### Excerpted passage ###

Monday, 16 June 2014

C++11 Features - Automatic Type Deduction

Automatic type deduction is introduced in C++11 as a new feature. The standard defines that the type information will be deduced by the compiler based on the information extracted from the initialization value. The keyword is auto (was used as storage class specification and now is deprecated in C++11).

1. Problems in C++03
Before C++11, C++ is a strictly type declaration programming language. Every variable/object has to be declared first with the exactly correct type before it is to be used. Its type is checked at both compiling time and run-time. Any mismatch will be either flagged out by compiler or punished at run time (polymorphism). This strict requirement often causes troubles and inconvenience in C++03.

Too much typing on the return type of STL containers
This is no new to anyone, especially for those functions of STL containers return the iterator type. This sort of trait-type related types have to be declared from its explicit instantiation of containers.

// Example 1: some functions of STL containers
//********************************************************************************
std::vector<std::vector<std::string>>> myDoubleVec;
std::vector<std::vector<std::string>>>::const_iterator vecBegin = myDoubleVec.begin();

class UserID;
class UserInfo
UserID userId;
std::map<UserID, UserInfo> myDB;
// ......
std::map<UserID, UserInfo>::iterator pos = myDB.find(userId);
//********************************************************************************

Unfortunately in C++03 the unnecessary typing is still needed anytime when you are trying to access the element in STL container. It is really not necessary to hit the keyboard to declare a long type, because its type can be easily deduced from instantiation of template. Of course for some of STL container instantiations can be typedef-defined to save the typing.  But this is only true for those that have the file or class scope. It is really not a good idea to have typedef-definition for every instantiation, especially for those only needed for automatic variables declaration.

###

■ Complete the following
(A) Decide whether each statement agrees with the passage on automatic type deduction. Answer yes or no for each and quote the words of the passage that settle it.
(i) Before C++11, the keyword auto served as a storage class specification.
(ii) A typedef definition can save typing for any container instantiation, whatever its scope.
(iii) In C++03, a variable's type is checked only when the program is compiled.
(B) Carry on the passage on automatic type deduction in C++11, beginning after its final sentence.
The lines placed after the passage on automatic type deduction play no part in any task.

### Dataset content ###

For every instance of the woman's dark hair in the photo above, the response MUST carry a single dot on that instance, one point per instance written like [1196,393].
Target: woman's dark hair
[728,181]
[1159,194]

###

■ The results
(A)
(i) Yes: "The keyword is auto (was used as storage class specification and now is deprecated in C++11)."
(ii) No: "But this is only true for those that have the file or class scope."
(iii) No: "Its type is checked at both compiling time and run-time."

(B)
Used in generic/template programming
The problems are like the difficulty to decide the intermediate variable types and the return types. I will not waste more time on this, as Bjarne Stroustrup provides two really good examples in his C++11 FAQ website. And I think this is the key motivation behind the introduction of this feature in C++11.

2. Tips of using auto
C++11 has introduced a new feature - auto to fix the excessive typing issue. auto can be used with variables, function types, STL containers, std::intializer_list, lambda expression and so on. Together work with newly introduced feature decltype. Their combination fix the return type issues in template programming. Please see more on this issue, suffix return type syntax.
Here I would like to introduce you a few tips when using auto in your daily application.

Reference type
Object type and pointer type work fine. There is a bit special about reference type. Have to use "auto &" to refer to a reference type.

// Example 2: 
//********************************************************************************
auto x = 1; // OK
const auto &y = 2;  //OK - pure rvlaue (will be allocated in const read-only memory section) 
auto &z = 2; // Error - lvalue
auto *a = &x; // OK

int Foo();
int& Bar();
int* Cat();
auto b = Foo(); // OK - auto as int
const auto &c = Foo(); // OK - pure rvalue bind to temporary value
auto &d = Foo(); // Error - lvalue
auto e = Bar(); // OK - auto as int
auto& f = Bar(); // OK - auto as int&
const auto& g = Bar(); // OK - const int&
auto h = Cat(); // OK - auto as int*
auto *i = Cat(); // OK - auto as int*
auto *j = Bar(); // Error - Bar() returns reference not poitner
//********************************************************************************

As well keep in mind that only const reference type, regarded as pure rvalue, can bind to a const value or temporary value but lvalue reference type are forbidden to bind to const value and temporary value, as shown in code with orange color in Example 2.

Object slicing in automatic type deduction
Object slicing happens when the object or the reference-to-object of derived class is passed to create an object of base class. It was discussed briefly in this blog Catching exception. Passing a pointer/reference type as augments in function calling can prevent object slicing. But when a function returns a reference type, if object slicing happens or not depends on the type of variable declared to take the returning from the function.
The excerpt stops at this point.